- **Selection**
%%

Problem

Given a string s. In one step you can insert any character at any index of the string.

Return the minimum number of steps to make s palindrome.

Palindrome String is one that reads the same backward as well as forward.

Examples

Example 1:

Input:
s = "zzazz"
Output:
 0
Explanation: The string "zzazz" is already palindrome we don't need any insertions.

Example 2:

Input:
s = "mbadm"
Output:
 2
Explanation: String can be "mbdadbm" or "mdbabdm".

Example 3:

Input:
s = "leetcode"
Output:
 5
Explanation: Inserting 5 characters the string becomes "leetcodocteel".

Solution

Method 1 - Recursion

The minimum number of insertions in the string str[i...j] can be given as:

  • minInsertions(str[i + 1...j - 1]) if str[i] is equal to str[j]
  • min(minInsertions(str[i...j - 1]), minInsertions(str[i + 1...j])) + 1 otherwise

Code

Java
class Solution {

	public int minInsertions(String s) {
		return helper(s, 0, s.length() - 1, memo);
	}

	private int helper(String s, int i, int j) {
		if (i >= j) {
			return 0;
		}

		return s.charAt(i) == s.charAt(j) ? helper(s, i + 1, j - 1) : 1 + Math.min(helper(s, i + 1, j), helper(s, i, j - 1));
	}
}

Method 2 - Top Down DP

If we observe the above approach carefully, we can find that it exhibits overlapping subproblems. Suppose we want to find the minimum number of insertions in string “abcde”:

graph TD;

T(fabcdef) --- A(abcde)
A --- B(bcde) & C(abcd)
B --- D(cde) & E(bcd)
C --- F(bcd) & G(abc)
D --- H(de) & I(cd)
E --- J(cd) & K(bc)
F --- L(...)
G --- M(...)
H --- N(...)
I --- O(...)
J --- P(...)
K --- Q(...)

style E fill:#00758f
style F fill:#00758f
style I fill:#010aaa
style J fill:#010aaa

Code

C++
class Solution {
public:
    vector<vector<int>> memo;
    int dp(string &s,int i,int j)
    {
        if(i>=j)							//Base case.
            return 0;
        if(memo[i][j]!=-1)					//Check if we have already calculated the value for the pair `i` and `j`.
            return memo[i][j];
        return memo[i][j]=s[i]==s[j]?dp(s,i+1,j-1):1+min(dp(s,i+1,j),dp(s,i,j-1));		//Recursion as mentioned above.
    }
    int minInsertions(string s)

%%

- **Material provided**

%%

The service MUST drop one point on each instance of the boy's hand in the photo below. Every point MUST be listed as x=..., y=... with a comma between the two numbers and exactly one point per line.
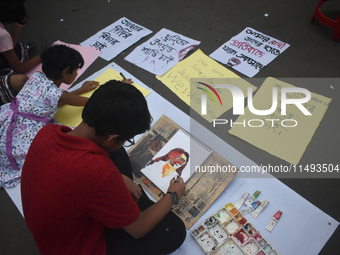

%%

- **Tasks to complete**
1/ In the palindrome-insertion write-up, retype the passage starting with "If we observe" and going on through "H(de) & I(cd)".
2/ According to the palindrome-insertion write-up, what string does "leetcode" become after 5 characters are inserted?
3/ List every input string given for s in the worked examples of the palindrome-insertion write-up.

- **Answers by task**
1/
If we observe the above approach carefully, we can find that it exhibits overlapping subproblems. Suppose we want to find the minimum number of insertions in string “abcde”:

graph TD;

T(fabcdef) --- A(abcde)
A --- B(bcde) & C(abcd)
B --- D(cde) & E(bcd)
C --- F(bcd) & G(abc)
D --- H(de) & I(cd)

2/ "leetcodocteel"

3/ "zzazz", "mbadm", "leetcode"